- **Written problem**
Write out, please, the line containing "For every instance of the orange" together with all lines after it, up to and including the last one, with no other output.

[Pointing dataset records]
********
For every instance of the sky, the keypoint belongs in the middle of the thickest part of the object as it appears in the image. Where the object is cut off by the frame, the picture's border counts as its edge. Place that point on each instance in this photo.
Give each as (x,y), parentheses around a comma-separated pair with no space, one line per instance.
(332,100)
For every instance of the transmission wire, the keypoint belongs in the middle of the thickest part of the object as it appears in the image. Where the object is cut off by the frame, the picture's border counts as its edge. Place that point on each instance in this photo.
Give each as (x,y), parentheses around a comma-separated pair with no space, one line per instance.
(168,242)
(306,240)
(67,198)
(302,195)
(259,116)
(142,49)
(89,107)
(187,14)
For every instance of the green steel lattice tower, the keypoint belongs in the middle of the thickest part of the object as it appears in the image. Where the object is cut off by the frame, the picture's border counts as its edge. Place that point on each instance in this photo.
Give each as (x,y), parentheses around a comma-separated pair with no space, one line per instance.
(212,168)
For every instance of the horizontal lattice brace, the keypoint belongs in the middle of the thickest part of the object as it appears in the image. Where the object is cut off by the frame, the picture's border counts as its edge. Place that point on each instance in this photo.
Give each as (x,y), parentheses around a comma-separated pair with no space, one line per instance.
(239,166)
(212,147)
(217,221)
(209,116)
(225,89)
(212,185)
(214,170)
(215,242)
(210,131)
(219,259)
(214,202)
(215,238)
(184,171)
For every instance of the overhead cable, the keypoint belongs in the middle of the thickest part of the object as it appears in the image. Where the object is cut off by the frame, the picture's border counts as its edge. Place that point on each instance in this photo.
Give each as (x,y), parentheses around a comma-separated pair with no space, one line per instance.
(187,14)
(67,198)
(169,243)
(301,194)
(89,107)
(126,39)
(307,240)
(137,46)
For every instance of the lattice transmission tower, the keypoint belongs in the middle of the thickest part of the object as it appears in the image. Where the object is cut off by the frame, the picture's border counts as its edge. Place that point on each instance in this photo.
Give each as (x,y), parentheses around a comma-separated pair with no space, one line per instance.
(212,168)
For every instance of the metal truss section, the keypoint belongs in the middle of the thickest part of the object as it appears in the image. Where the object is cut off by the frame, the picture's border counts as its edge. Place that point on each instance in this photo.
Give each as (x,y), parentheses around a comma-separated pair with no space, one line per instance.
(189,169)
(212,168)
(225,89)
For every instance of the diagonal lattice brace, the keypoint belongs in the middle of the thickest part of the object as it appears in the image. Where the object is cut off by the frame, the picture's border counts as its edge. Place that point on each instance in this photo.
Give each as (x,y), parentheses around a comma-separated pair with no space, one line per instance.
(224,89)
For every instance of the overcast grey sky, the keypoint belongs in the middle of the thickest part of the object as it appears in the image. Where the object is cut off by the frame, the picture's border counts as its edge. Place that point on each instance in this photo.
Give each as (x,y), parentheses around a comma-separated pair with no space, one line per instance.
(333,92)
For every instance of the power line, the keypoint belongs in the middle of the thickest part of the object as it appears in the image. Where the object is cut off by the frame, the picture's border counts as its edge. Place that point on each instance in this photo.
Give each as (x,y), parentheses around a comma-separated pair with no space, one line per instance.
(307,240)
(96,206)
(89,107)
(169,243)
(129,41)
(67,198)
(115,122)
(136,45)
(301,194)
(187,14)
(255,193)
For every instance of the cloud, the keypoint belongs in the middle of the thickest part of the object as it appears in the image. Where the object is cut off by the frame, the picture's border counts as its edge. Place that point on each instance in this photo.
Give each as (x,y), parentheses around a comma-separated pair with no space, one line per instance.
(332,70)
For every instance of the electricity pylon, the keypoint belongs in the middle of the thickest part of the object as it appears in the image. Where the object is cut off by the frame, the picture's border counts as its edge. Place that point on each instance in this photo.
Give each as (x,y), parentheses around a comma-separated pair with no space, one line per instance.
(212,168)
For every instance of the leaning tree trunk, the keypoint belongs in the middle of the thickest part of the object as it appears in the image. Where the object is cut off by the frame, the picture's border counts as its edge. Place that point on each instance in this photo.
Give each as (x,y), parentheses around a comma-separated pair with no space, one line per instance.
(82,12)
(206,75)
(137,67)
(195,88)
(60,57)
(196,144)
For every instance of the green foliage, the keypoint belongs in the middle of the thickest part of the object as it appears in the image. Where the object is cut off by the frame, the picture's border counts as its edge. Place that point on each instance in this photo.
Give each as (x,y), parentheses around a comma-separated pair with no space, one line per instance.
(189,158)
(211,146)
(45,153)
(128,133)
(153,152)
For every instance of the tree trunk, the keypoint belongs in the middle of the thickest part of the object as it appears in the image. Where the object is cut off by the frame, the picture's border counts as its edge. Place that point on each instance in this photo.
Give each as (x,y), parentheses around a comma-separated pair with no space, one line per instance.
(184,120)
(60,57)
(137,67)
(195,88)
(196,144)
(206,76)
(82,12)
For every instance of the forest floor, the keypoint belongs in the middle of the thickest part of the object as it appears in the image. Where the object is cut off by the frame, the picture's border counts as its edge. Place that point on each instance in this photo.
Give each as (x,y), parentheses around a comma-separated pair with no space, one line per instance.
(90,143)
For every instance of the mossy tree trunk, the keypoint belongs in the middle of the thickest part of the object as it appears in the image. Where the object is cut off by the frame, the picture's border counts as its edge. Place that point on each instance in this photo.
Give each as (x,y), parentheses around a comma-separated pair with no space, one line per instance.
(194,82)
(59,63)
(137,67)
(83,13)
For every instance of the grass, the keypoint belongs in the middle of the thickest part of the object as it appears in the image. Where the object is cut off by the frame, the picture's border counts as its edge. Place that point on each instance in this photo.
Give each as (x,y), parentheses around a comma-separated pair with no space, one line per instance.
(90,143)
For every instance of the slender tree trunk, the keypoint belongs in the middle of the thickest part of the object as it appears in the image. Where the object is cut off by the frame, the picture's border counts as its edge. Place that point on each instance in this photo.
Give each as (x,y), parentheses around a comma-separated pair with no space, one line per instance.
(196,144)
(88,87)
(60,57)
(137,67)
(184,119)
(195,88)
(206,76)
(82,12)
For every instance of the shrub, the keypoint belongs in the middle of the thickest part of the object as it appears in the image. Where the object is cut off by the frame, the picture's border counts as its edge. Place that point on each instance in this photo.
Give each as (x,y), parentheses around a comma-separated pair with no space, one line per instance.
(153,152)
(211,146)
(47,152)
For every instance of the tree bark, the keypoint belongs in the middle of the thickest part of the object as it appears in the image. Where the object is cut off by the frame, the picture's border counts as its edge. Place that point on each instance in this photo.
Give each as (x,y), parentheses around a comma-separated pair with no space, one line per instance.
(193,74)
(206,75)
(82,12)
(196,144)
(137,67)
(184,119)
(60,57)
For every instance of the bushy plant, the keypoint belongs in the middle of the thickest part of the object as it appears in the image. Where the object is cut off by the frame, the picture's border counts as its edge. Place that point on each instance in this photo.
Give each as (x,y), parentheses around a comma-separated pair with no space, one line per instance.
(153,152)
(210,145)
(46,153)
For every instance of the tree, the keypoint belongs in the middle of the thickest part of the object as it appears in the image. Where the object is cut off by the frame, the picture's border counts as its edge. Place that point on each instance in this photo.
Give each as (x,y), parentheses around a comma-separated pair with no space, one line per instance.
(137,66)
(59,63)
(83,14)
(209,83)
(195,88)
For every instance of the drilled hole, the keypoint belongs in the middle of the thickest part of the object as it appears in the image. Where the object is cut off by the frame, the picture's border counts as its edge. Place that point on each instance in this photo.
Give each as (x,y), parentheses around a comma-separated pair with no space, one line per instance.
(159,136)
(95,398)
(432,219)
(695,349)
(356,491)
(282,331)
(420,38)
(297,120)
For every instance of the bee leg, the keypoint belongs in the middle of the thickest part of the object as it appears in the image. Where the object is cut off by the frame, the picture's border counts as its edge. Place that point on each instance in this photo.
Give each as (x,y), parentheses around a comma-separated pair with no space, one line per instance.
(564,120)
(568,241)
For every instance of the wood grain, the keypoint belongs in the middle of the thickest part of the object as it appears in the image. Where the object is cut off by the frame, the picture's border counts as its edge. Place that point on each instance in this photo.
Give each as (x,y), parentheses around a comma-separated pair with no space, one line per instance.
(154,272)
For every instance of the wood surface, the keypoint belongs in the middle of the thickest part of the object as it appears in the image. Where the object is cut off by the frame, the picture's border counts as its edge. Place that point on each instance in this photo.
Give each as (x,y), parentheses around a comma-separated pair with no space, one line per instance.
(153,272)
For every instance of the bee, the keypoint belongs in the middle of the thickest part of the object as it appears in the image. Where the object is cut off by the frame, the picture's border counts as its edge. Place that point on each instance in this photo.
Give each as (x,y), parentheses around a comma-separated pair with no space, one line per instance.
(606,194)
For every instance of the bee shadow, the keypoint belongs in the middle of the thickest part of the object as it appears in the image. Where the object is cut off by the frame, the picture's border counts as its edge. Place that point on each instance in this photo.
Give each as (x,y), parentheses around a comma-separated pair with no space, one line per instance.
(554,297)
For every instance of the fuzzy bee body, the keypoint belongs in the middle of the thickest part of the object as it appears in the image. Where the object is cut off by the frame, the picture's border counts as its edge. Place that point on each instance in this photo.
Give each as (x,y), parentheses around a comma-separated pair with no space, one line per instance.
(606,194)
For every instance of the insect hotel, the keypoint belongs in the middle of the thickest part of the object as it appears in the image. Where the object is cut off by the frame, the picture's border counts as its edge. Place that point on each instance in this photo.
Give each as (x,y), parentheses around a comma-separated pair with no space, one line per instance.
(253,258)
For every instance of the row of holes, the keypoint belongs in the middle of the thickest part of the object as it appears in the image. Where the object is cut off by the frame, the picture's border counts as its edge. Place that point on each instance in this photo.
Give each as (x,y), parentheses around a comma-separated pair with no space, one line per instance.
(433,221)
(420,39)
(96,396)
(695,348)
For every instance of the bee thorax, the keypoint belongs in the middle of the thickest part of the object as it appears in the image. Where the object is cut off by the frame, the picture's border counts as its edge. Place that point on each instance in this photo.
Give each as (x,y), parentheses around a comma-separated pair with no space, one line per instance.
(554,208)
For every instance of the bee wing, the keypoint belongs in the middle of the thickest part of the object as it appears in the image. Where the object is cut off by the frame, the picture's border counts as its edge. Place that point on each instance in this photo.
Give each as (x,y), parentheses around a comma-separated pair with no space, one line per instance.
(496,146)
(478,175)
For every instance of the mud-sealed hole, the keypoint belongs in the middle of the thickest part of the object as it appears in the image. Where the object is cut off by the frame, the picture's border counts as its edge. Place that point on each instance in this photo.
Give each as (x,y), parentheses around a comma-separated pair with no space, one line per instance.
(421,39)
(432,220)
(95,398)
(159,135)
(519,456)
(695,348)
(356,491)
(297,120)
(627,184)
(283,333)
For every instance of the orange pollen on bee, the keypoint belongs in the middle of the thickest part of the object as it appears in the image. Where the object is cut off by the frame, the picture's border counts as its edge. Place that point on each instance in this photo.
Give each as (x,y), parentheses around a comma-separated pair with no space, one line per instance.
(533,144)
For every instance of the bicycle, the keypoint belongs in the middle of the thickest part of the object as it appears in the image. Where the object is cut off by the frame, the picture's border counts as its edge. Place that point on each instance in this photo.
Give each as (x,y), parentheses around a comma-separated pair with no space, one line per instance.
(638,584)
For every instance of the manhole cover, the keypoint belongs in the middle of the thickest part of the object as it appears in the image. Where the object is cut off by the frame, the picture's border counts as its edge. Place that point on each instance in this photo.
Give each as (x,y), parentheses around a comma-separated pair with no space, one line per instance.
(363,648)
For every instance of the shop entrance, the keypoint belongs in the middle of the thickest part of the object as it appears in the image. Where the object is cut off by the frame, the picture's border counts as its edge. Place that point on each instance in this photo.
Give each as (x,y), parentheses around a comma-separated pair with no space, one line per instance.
********
- **Task output**
For every instance of the orange pollen on bee, the keypoint belongs in the middle of the thickest part of the object as it appears in the image. Where the object is cut off by the frame, the picture's border counts as its edge. Place that point on each instance in this photo.
Give each as (x,y), parentheses around a comma-separated pair with no space, one line per instance.
(533,144)
For every instance of the bicycle, the keypoint belongs in the middle of the thickest part of the object as it appears in the image. Where the object is cut off by the frame, the picture's border counts as its edge. Place that point on each instance in this photo.
Give each as (x,y), parentheses around a comma-separated pair with no space, one line per instance.
(638,584)
For every instance of the manhole cover, the keypoint belongs in the middle of the thickest part of the object as it appears in the image. Where the object is cut off by the frame, the picture's border counts as its edge. Place that point on each instance in this photo.
Give each as (x,y), parentheses around a comma-separated pair with no space, one line per instance.
(363,648)
For every instance of the shop entrance, the keypoint belongs in the middle of the thickest part of the object as it appears in the image. Where the object is cut off by the frame, the picture's border counts as its edge. Place that point on each instance in this photo.
Give each as (x,y), parentheses around a comma-separated pair with no space, one line per instance.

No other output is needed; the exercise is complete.